* AUFGABENSTELLUNG *
Kopiere aus dem Nachruf auf Rolf Hochhuth wortgetreu die Stelle zwischen „Im März dieses“ und „der deutschen Nachkriegszeit.“, beide eingeschlossen.

Der Autor als Ankläger: Rolf Hochhuth ist tot
Nachruf. In „Der Stellvertreter“zieh er Papst Pius XII. verbrecherischen Schweigens, in weiteren Theaterstücken attackierte er Konzernbosse, Pharmaindustrie und ehemalige Nazi-Richter. Er verteidigte aber auch Holocaust-Leugner David Irving. Zum Tod des D
Manchmal haben Künstler tatsächlich Macht – jedenfalls wenn es um die Vorstellung geht, die sich eine Gesellschaft von ihrer Vergangenheit macht. Der deutsche Dramatiker Rolf Hochhuth erfuhr diese Macht mit seinem ersten veröffentlichten Theaterstück, „Der Stellvertreter“. Bis zu dessen Uraufführung 1963 hatte Papst Pius XII. als Helfer der Juden im Zweiten Weltkrieg gegolten, wurde in der Holocaust-Gedenkstätte Yad Vashem sogar als „Gerechter unter den Völkern“geehrt. Der 1931 in Hessen geborene, gelernte Buchhändler Rolf Hochhuth stellte das Bild auf den Kopf: Er zeigte den Papst als eiskalten Verbrecher (dessen Darsteller zugleich einen Rüstungsindustriellen spielen sollte). Der legendäre Theatermann und Kommunist Erwin Piscator brachte das Stück in einer Kurzversion auf die Bühne, es machte Weltkarriere. Gemeinsam mit dem im Jahr darauf veröffentlichten Buch „Pius XII. und das Dritte Reich“des israelischen Historikers Saul Friedländer prägte es das Bild des „Papstes, der schwieg“.
Im März dieses Jahres hat der Vatikan die Archive zu diesem Pontifikat geöffnet, was neue Diskussionen entzünden wird – doch Rolf Hochhuths Stimme ist verstummt. Kampflustig, zornig, politisch war sie bis zuletzt. Streit schien Hochhuths Lebenselement, damit stand er sich auch in der Öffentlichkeit immer wieder selbst im Weg. Mit den großen deutschen Bühnen war er spätestens seit dem neuen Jahrtausend verkracht, weil sie sich für seine Stücke nicht mehr interessierten. Und dennoch: Sein Tod mit 89 Jahren in Berlin bedeutet das Verschwinden eines wesentlichen Dramatikers der deutschen Nachkriegszeit.

* DATENAUSZÜGE *
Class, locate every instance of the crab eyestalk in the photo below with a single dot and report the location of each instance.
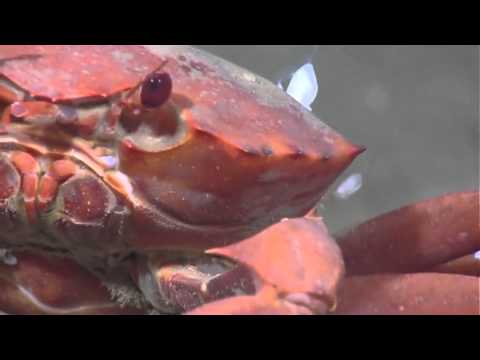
(216, 163)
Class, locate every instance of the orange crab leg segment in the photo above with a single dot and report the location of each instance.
(415, 238)
(410, 294)
(294, 267)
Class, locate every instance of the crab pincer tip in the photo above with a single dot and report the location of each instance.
(358, 150)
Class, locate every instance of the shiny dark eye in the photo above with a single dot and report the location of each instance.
(156, 89)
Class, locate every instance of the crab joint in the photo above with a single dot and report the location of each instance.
(28, 168)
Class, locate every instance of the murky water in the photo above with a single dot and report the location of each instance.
(414, 107)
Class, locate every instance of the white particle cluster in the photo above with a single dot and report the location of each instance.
(7, 258)
(349, 187)
(303, 86)
(477, 255)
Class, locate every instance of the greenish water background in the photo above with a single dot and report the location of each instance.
(414, 107)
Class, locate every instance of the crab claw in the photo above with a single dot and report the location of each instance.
(294, 267)
(415, 238)
(33, 284)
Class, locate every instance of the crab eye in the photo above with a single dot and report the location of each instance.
(156, 89)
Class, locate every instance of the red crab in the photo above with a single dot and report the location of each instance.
(159, 179)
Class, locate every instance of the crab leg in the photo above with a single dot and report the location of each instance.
(467, 265)
(294, 267)
(415, 238)
(414, 294)
(34, 284)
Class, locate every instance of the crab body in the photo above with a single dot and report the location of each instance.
(95, 169)
(161, 179)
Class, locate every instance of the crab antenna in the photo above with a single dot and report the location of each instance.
(135, 88)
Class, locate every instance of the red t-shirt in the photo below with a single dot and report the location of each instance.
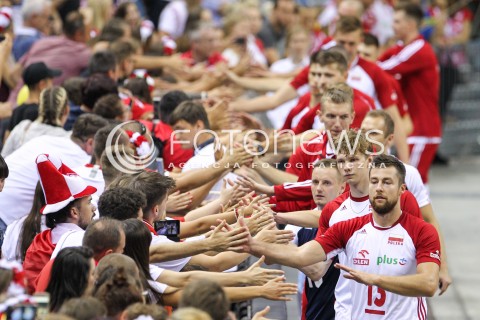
(362, 104)
(415, 66)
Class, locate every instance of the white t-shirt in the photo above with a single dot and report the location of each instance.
(278, 115)
(10, 246)
(203, 158)
(26, 130)
(17, 195)
(173, 265)
(174, 18)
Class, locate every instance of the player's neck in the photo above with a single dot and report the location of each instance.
(388, 219)
(359, 189)
(410, 38)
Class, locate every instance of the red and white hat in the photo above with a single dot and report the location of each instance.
(60, 184)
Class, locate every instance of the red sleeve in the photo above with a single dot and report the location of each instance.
(294, 191)
(409, 204)
(425, 239)
(427, 244)
(337, 236)
(324, 221)
(306, 123)
(410, 59)
(383, 87)
(362, 104)
(300, 79)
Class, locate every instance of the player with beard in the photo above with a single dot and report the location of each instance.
(392, 256)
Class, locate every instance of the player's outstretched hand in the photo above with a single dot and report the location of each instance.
(259, 276)
(260, 314)
(277, 289)
(358, 276)
(445, 280)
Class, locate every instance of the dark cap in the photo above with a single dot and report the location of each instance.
(38, 71)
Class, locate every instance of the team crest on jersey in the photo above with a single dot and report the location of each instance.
(362, 259)
(395, 239)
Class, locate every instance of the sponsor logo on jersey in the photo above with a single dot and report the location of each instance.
(391, 261)
(435, 255)
(395, 239)
(363, 261)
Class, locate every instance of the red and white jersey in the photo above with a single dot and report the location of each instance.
(415, 66)
(393, 251)
(343, 208)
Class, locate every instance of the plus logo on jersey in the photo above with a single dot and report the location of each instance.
(395, 239)
(391, 261)
(363, 261)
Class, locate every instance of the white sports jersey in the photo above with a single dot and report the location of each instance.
(393, 251)
(350, 207)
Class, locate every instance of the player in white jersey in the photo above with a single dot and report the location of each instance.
(392, 256)
(381, 121)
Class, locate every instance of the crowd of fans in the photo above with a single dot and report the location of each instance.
(116, 116)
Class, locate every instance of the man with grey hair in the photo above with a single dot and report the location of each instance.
(204, 42)
(35, 15)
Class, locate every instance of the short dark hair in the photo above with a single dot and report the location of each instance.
(370, 40)
(74, 22)
(169, 102)
(348, 25)
(87, 125)
(102, 234)
(84, 308)
(327, 57)
(206, 295)
(412, 10)
(69, 276)
(102, 62)
(74, 87)
(191, 112)
(113, 30)
(3, 168)
(139, 88)
(154, 186)
(96, 86)
(153, 310)
(121, 203)
(386, 161)
(109, 106)
(389, 124)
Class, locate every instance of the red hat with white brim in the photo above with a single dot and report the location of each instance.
(60, 184)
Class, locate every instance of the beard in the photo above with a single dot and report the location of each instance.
(385, 208)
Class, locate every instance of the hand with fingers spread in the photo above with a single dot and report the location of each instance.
(251, 184)
(260, 314)
(259, 276)
(277, 289)
(358, 276)
(178, 201)
(229, 240)
(258, 221)
(272, 235)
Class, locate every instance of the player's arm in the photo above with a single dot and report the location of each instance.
(306, 219)
(265, 103)
(422, 284)
(445, 278)
(399, 136)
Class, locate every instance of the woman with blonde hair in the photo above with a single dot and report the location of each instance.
(53, 112)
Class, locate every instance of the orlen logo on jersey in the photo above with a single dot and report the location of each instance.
(395, 239)
(392, 261)
(364, 261)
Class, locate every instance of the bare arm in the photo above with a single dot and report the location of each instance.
(422, 284)
(429, 216)
(307, 218)
(399, 137)
(265, 103)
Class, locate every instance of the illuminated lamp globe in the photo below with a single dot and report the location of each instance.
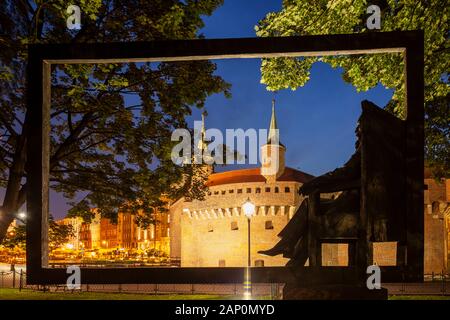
(249, 208)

* LÖSUNG *
Im März dieses Jahres hat der Vatikan die Archive zu diesem Pontifikat geöffnet, was neue Diskussionen entzünden wird – doch Rolf Hochhuths Stimme ist verstummt. Kampflustig, zornig, politisch war sie bis zuletzt. Streit schien Hochhuths Lebenselement, damit stand er sich auch in der Öffentlichkeit immer wieder selbst im Weg. Mit den großen deutschen Bühnen war er spätestens seit dem neuen Jahrtausend verkracht, weil sie sich für seine Stücke nicht mehr interessierten. Und dennoch: Sein Tod mit 89 Jahren in Berlin bedeutet das Verschwinden eines wesentlichen Dramatikers der deutschen Nachkriegszeit.